*** Input records Section Begins ***

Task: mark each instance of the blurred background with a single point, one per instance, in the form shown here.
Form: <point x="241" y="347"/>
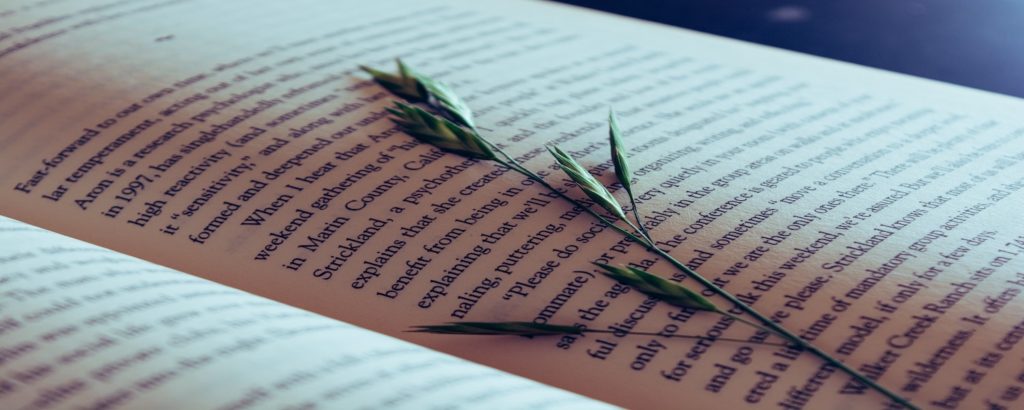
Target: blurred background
<point x="976" y="43"/>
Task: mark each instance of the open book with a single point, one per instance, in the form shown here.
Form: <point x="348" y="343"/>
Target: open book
<point x="869" y="212"/>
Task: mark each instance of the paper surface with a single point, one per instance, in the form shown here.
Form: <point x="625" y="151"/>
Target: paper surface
<point x="867" y="211"/>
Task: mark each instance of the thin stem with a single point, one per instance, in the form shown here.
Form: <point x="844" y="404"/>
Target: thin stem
<point x="778" y="329"/>
<point x="687" y="336"/>
<point x="636" y="214"/>
<point x="768" y="323"/>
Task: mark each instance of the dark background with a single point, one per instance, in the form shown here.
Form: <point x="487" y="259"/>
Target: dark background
<point x="977" y="43"/>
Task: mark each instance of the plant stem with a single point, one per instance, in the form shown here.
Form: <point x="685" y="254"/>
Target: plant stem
<point x="768" y="324"/>
<point x="685" y="336"/>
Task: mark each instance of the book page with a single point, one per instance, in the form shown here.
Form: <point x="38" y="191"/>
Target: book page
<point x="85" y="327"/>
<point x="866" y="211"/>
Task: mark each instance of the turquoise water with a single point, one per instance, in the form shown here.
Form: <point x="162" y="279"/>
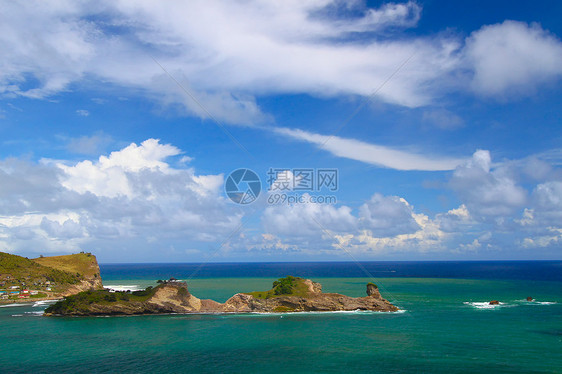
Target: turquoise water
<point x="443" y="329"/>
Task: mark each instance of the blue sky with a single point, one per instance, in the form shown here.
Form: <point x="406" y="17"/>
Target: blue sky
<point x="442" y="119"/>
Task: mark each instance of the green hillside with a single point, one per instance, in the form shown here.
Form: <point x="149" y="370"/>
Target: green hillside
<point x="49" y="276"/>
<point x="288" y="286"/>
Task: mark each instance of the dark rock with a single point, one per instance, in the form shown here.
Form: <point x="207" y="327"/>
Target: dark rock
<point x="174" y="297"/>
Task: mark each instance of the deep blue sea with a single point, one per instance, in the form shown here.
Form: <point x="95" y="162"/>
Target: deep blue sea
<point x="445" y="325"/>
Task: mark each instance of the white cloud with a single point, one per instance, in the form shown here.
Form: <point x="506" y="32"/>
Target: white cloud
<point x="387" y="215"/>
<point x="132" y="195"/>
<point x="89" y="145"/>
<point x="513" y="57"/>
<point x="223" y="52"/>
<point x="373" y="154"/>
<point x="308" y="219"/>
<point x="487" y="191"/>
<point x="443" y="119"/>
<point x="228" y="53"/>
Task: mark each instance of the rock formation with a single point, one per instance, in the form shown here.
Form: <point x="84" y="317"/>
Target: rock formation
<point x="302" y="295"/>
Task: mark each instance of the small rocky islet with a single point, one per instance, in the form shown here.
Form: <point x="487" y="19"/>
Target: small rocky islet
<point x="289" y="294"/>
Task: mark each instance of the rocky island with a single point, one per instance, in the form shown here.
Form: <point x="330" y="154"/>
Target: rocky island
<point x="45" y="278"/>
<point x="290" y="294"/>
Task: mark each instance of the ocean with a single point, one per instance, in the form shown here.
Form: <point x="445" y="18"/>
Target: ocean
<point x="445" y="325"/>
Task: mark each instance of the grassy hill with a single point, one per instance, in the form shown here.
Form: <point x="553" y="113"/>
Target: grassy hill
<point x="83" y="263"/>
<point x="288" y="286"/>
<point x="47" y="274"/>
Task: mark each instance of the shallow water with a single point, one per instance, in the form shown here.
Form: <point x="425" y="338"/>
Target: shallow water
<point x="447" y="326"/>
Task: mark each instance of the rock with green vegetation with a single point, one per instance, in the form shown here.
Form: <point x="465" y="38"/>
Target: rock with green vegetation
<point x="49" y="277"/>
<point x="290" y="294"/>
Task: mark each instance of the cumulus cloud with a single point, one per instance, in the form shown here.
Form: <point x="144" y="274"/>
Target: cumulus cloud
<point x="513" y="57"/>
<point x="486" y="191"/>
<point x="130" y="195"/>
<point x="227" y="54"/>
<point x="387" y="215"/>
<point x="89" y="145"/>
<point x="372" y="153"/>
<point x="443" y="119"/>
<point x="309" y="219"/>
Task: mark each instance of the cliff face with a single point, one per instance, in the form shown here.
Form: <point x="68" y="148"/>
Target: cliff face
<point x="174" y="297"/>
<point x="52" y="277"/>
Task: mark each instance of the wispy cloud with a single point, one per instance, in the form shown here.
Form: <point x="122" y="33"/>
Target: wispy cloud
<point x="373" y="154"/>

*** Input records Section Ends ***

All lines from the one holding "Target: rock with green vegetation" through the end of the entries need to be given again exactly. Leave out the others.

*Task response*.
Target: rock with green vegetation
<point x="49" y="277"/>
<point x="290" y="294"/>
Task: mark each instance of the cumulus cloud with a single point, one per instance, in the form shown here.
Form: <point x="144" y="274"/>
Target: cumulus cloud
<point x="513" y="57"/>
<point x="486" y="191"/>
<point x="130" y="195"/>
<point x="227" y="54"/>
<point x="387" y="215"/>
<point x="89" y="145"/>
<point x="372" y="153"/>
<point x="443" y="119"/>
<point x="309" y="219"/>
Task: mark each instance of the cliff face with a single point, one per instance, in the form shown here.
Form: <point x="68" y="148"/>
Target: cliff face
<point x="174" y="297"/>
<point x="52" y="277"/>
Task: mark each instance of the wispy cloud with a single point, one per instance, in the form shown here.
Form: <point x="122" y="33"/>
Target: wispy cloud
<point x="373" y="154"/>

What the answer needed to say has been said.